◆ **What to produce**
Write out the whole listing again, exactly.

◆ **Records supplied**
■ ■ ■ ■ ■ ■ ■

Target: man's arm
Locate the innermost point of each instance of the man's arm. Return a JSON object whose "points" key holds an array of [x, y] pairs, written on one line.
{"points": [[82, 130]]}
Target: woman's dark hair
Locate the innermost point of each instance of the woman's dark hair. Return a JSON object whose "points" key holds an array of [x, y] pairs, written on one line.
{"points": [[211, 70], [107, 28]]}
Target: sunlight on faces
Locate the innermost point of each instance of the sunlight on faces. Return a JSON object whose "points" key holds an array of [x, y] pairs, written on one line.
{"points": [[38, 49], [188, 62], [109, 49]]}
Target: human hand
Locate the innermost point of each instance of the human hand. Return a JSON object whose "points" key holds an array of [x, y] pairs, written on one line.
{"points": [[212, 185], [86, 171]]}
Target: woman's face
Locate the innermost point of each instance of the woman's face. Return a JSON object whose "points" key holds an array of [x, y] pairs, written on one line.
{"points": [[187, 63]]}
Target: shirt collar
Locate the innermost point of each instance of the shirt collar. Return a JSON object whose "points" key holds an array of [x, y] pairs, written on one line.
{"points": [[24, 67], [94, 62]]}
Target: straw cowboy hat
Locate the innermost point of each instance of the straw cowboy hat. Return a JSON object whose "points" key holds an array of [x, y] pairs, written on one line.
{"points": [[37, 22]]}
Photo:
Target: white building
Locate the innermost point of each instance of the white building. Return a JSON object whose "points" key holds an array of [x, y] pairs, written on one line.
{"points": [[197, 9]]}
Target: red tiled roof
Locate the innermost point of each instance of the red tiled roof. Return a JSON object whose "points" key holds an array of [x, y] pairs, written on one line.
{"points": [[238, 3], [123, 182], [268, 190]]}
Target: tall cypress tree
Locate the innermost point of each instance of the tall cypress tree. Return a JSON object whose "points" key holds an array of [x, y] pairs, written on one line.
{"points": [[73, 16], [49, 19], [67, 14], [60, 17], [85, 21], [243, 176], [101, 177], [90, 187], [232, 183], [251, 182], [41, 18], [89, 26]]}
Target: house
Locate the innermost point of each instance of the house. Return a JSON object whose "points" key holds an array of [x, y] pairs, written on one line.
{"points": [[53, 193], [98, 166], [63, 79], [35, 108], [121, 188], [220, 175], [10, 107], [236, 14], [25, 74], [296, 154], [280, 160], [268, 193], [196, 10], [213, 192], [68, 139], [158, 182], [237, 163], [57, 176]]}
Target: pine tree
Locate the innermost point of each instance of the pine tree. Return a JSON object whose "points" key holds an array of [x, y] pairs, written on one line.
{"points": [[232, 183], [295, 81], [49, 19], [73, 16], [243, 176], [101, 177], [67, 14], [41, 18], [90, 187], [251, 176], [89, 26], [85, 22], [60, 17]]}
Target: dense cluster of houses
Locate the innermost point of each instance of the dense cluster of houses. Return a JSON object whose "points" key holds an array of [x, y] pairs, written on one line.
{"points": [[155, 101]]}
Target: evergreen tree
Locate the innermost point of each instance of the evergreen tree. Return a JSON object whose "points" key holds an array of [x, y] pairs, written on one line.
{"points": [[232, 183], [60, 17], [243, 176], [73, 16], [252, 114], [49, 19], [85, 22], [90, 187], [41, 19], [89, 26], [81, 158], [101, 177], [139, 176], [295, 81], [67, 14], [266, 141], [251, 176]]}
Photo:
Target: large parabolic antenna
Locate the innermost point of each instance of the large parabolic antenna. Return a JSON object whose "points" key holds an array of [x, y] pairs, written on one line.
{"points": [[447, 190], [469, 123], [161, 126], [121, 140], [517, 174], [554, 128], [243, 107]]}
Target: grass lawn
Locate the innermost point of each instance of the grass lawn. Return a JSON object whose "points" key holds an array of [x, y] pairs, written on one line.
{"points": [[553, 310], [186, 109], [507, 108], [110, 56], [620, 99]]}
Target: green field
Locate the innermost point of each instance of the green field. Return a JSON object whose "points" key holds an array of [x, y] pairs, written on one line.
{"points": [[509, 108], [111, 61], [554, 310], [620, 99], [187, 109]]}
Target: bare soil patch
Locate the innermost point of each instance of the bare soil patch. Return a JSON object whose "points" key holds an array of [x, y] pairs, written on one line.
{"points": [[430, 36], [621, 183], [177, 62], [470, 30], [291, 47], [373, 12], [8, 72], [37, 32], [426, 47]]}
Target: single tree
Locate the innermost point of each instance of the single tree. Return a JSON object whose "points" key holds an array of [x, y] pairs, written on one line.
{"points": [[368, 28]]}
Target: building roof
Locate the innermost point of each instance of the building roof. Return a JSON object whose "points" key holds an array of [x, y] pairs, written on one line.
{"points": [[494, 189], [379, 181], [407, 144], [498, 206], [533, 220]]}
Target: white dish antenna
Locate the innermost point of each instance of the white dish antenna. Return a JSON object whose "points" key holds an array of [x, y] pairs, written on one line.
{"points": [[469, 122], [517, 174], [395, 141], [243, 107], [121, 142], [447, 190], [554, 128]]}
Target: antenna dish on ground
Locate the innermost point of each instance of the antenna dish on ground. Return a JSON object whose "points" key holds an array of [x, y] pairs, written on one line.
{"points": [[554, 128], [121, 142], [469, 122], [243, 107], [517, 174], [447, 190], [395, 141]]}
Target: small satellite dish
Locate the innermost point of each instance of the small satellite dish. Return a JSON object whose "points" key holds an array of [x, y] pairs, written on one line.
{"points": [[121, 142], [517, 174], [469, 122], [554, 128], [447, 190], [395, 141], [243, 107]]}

■ ■ ■ ■ ■ ■ ■

◆ **Exercise result**
Target: man's arm
Locate the innermost point of each instance of the man's arm. Return a JSON object whose "points" key holds an array of [x, y] pairs, written on one line.
{"points": [[82, 130]]}
Target: woman's dark hair
Locate the innermost point of each instance of the woman's dark hair. Return a JSON object whose "points" key holds an array of [x, y] pairs, written on one line.
{"points": [[211, 70], [107, 28]]}
Target: sunlight on faces
Locate the innermost point of each instance of the sunlight on faces. Return a JSON object whose "points" key holds an array of [x, y] pairs, written on one line.
{"points": [[38, 49], [188, 62], [109, 49]]}
Target: human hand
Locate the innermost point of each instance of the human hand. Return a JSON object whose "points" key holds an array of [x, y] pairs, written on one line.
{"points": [[212, 185], [86, 171]]}
Target: woman's face
Locate the innermost point of each instance of the woman's face. Return a JSON object whose "points" key holds an array of [x, y] pairs, written on one line.
{"points": [[187, 63]]}
Target: shirt collar
Locate the innermost point of each instance of the shirt collar. Return a JSON object whose "points" key holds an array of [x, y] pairs, written on one line.
{"points": [[24, 67], [94, 62]]}
Target: straw cowboy hat
Locate the innermost point of each instance of the straw cowboy hat. Return a JSON object whose "points" key holds an array of [x, y] pairs, written on one line.
{"points": [[37, 22]]}
Photo:
Target: white building
Locate the innermost point of each instance of the white building. Return a JSON object whose "points" key holds an array of [x, y] pairs, written on one line.
{"points": [[197, 9]]}
Target: red tiled roof
Locate the innermost point of each instance of the red tiled roof. Return a JSON object whose "points" key holds an array of [x, y] pairs, written on one line.
{"points": [[238, 3], [123, 182], [268, 190]]}
Target: tall cypress tree
Locate the innermost point of each instance of the tall cypress tree. Return a JSON object whose "points" key holds an array of [x, y] pairs, written on one line.
{"points": [[73, 16], [49, 19], [67, 14], [60, 17], [85, 21], [243, 176], [101, 177], [90, 187], [232, 183], [251, 182], [41, 18], [89, 26]]}
Target: house
Locate the innermost point of each instance of the house. Return a JSON object whose "points" key holds an array of [x, y] pairs, written on one line.
{"points": [[53, 193], [98, 166], [63, 79], [35, 108], [121, 188], [220, 175], [10, 107], [236, 14], [25, 74], [296, 154], [280, 160], [268, 193], [196, 10], [213, 192], [68, 139], [158, 182], [237, 163], [57, 176]]}
Target: pine tree
Locate the innermost point of each instance of the pine tree. Return a JSON object whose "points" key holds an array of [x, y] pairs, written on one line.
{"points": [[232, 183], [295, 81], [49, 19], [73, 16], [243, 176], [101, 177], [67, 14], [41, 18], [90, 187], [251, 176], [89, 26], [85, 22], [60, 17]]}
Target: dense cluster of houses
Locate the innermost point of each instance of the dense cluster of houses. Return a JSON object whose "points" key holds an array of [x, y] pairs, written on one line.
{"points": [[155, 101]]}
Target: evergreen tree
Locate the innermost point of each instance of the evergreen tree. Return a JSON object whose "points" key holds an array of [x, y] pairs, written on one line.
{"points": [[232, 183], [60, 17], [243, 176], [73, 16], [252, 114], [49, 19], [85, 22], [90, 187], [41, 19], [89, 26], [81, 158], [101, 177], [139, 176], [295, 81], [67, 14], [266, 141], [251, 176]]}
Photo:
Target: large parabolic antenna
Locate the innermost point of each instance of the large parabolic antenna. Return a JSON object whose "points" key holds an array of [x, y] pairs, written on one line.
{"points": [[447, 190], [469, 123], [161, 126], [121, 140], [517, 174], [554, 128], [243, 107]]}
Target: grass lawn
Locate the innermost point of each instance of the grass lawn. Return a JSON object whose "points" key holds an array of [x, y] pairs, written on one line.
{"points": [[553, 310], [186, 109], [507, 108], [110, 56], [620, 99]]}
Target: green field
Locate the innermost point of each instance of the green field. Return a JSON object whose "points" key holds an array of [x, y] pairs, written on one line.
{"points": [[509, 108], [111, 61], [554, 310], [620, 99], [187, 109]]}
Target: bare soil patch
Locate the innermost point of each instance of the bare soil patch. Return a JSON object whose "points" key holds an array of [x, y] pairs, written on one line.
{"points": [[430, 36], [621, 183], [177, 62], [470, 30], [291, 47], [373, 12], [8, 72], [37, 32], [426, 47]]}
Target: single tree
Locate the innermost point of each instance of the single tree. Return a JSON object whose "points" key holds an array of [x, y] pairs, written on one line.
{"points": [[368, 28]]}
Target: building roof
Locate the innermost point of each instance of the building roof. Return a JSON object whose "points" key holds an array of [x, y] pairs, written on one line.
{"points": [[494, 189], [379, 181], [407, 144], [498, 206], [533, 220]]}
Target: white dish antenna
Locate the innermost point of each instance of the white dish antenna. Return a JSON object whose "points" key holds an array of [x, y] pairs, written on one line.
{"points": [[469, 122], [517, 174], [395, 141], [243, 107], [121, 142], [447, 190], [554, 128]]}
Target: antenna dish on ground
Locate the innermost point of each instance of the antenna dish on ground. Return a JSON object whose "points" key holds an array of [x, y] pairs, written on one line.
{"points": [[554, 128], [121, 142], [469, 122], [243, 107], [517, 174], [447, 190], [395, 141]]}
Target: small satellite dish
Locate the innermost point of each instance of the small satellite dish. Return a JSON object whose "points" key holds an array of [x, y] pairs, written on one line.
{"points": [[121, 142], [517, 174], [469, 122], [554, 128], [447, 190], [395, 141], [243, 107]]}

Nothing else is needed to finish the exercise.